╭──
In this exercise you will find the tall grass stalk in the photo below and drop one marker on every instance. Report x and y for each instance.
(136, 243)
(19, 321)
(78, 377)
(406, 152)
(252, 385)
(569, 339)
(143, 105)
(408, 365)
╰──
- [Exercise instructions] Rewrite the material with "marker" swapped for "pin", leaving everything else unchanged.

- [The answer]
In this exercise you will find the tall grass stalk in the photo below and drop one pin on every instance. Report x and y for each instance.
(136, 243)
(19, 321)
(78, 377)
(406, 152)
(252, 385)
(569, 339)
(143, 105)
(408, 365)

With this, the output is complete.